### EXCERPT TO READ
Business Innovation - Emilio Bellini - a.a. 2016/2017
1. Introduction
Design has increasingly become a major competitive weapon in today’s competition. An increasing number of firms in fact have recognized the importance of design and design driven innovation as a mean to achieve a sustainable competitive advantage. Firms are also recognizing that in today’s business dynamics, where innovation has become the basic rule of competition, the core capability of managers is their attitude to activate and master the processes of innovation. Strategic thinking, vision creation, generation and management of innovation in highly uncertain environments, integration of networks of internal and external resources, teamworking, creativity, and leadership, are the core skills of tomorrow’s top designers and managers.
1.1. Objectives
Participants to the Business Innovation course will develop a specific sensibility and capability to manage design driven innovation. More specifically they will become designers who:
– Define strategies where design is a source of competitive advantage;
– Are capable to understand both technological trends, explicit and latent user needs, and socio-cultural trends, together with a capability to interpret competitive dynamics in industries;
– Generate and develop visions that are based on a deep understanding of the future dynamics of: competition, society, and technology;
– Define marketing strategies that are appropriate for design driven innovations;
– Define technology strategies that sustain design driven innovation with a strong and inimitable technological competence;
– Manage innovation processes and projects, where design is a source of innovation;
– Create organizational environments that foster creativity and learning;
– Are capable to manage a firm as a crucial node within a network, by leveraging on both internal and external resources, exchanging knowledge and defining partnerships with multiple actors;
– Have a special attitude to management in design intensive industries.

### STORED DATA
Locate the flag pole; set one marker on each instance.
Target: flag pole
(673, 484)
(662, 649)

### EXERCISE GOAL
Pick up the Business Innovation course description after its last sentence and write the next part. The lines above are a separate set of material from the course description.

### ANSWER TO THE EXERCISE
1.2. Main contents
The course is composed by three parts:
Part 1 – Innovation Strategy and Innovation Process: innovation and competitive advantage; approaches to innovation: technology push, market pull (user centered design), design push (design-driven innovation) innovating business models, design-driven process and the Interpreters, organizing the new service-product development process.
Part 2 – New Service Concept Development: Concept Statement; R&D, Ideas and New Concepts; Lead User Analysis.
Part 3 – Project Work: Designing New Meanings of a Service.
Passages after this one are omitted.